Opportunities are more limited in Haiti, but they are not non-existant.  My
nearest neighbor in Jacmel was born into the same poverty as the majority of
Haitians, but he decided very young that he was going to win at the game of
life.  You know what he did?  He bought a dozen baby chicks and a measure of
cornmeal.  They chickens grew, they made more chicks, they grew too.  His
flock multiplied, until he sold them all and bought a mother goat.  She had
kids, the kids had kids, until he sold them all and bought two mother pigs.
They had piglets, and so on, until he sold most of them and bought a cow.

(Recorded data)
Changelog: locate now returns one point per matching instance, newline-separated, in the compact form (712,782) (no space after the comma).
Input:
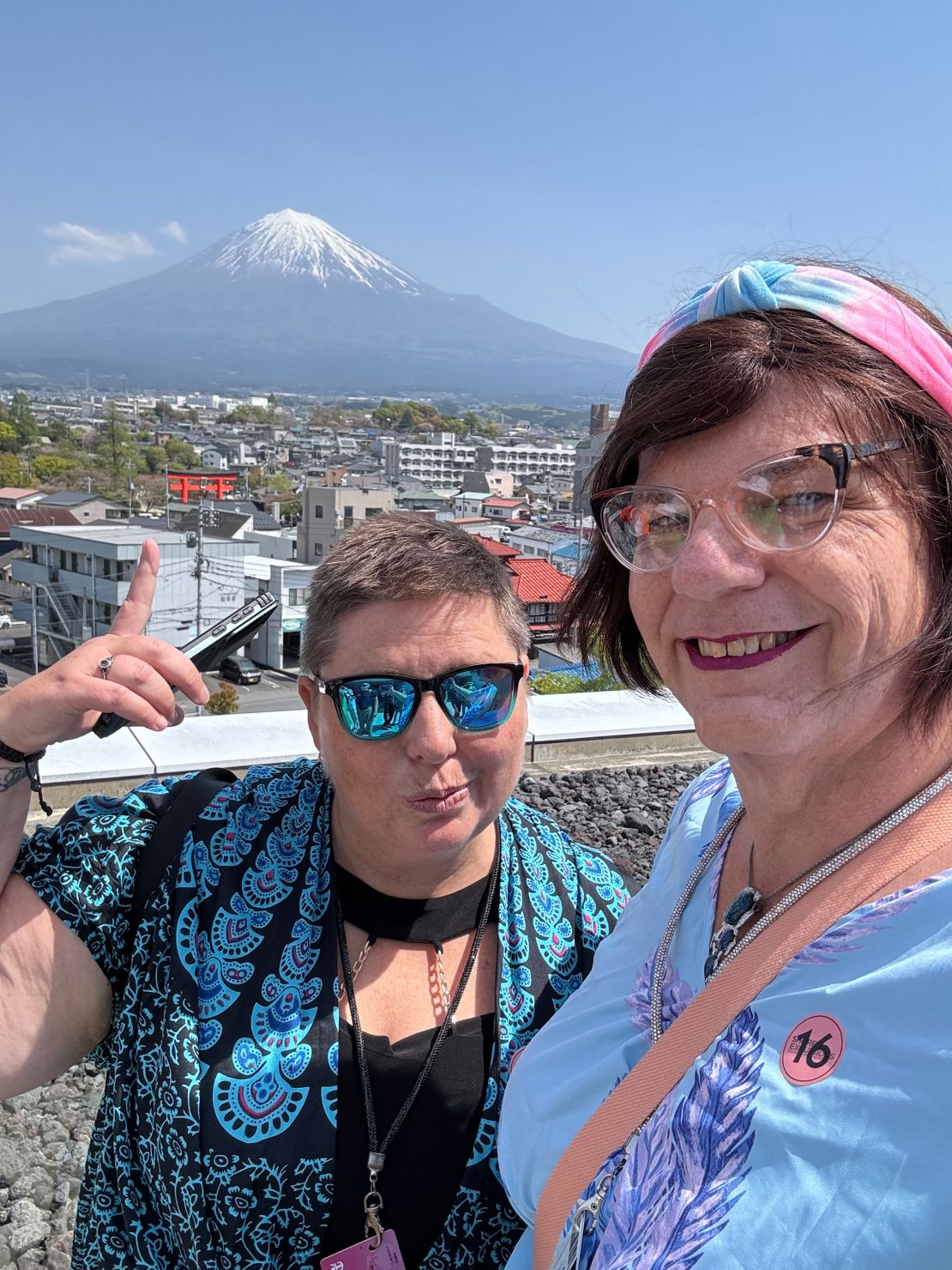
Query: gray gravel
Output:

(What to do)
Answer these about the text on the neighbor in Jacmel:
(a) What did the neighbor buy to start out?
(b) What did he buy after selling all of his chickens?
(c) What did he buy after selling most of his pigs?

(Reply to the task)
(a) A dozen baby chicks and a measure of cornmeal.
(b) A mother goat.
(c) A cow.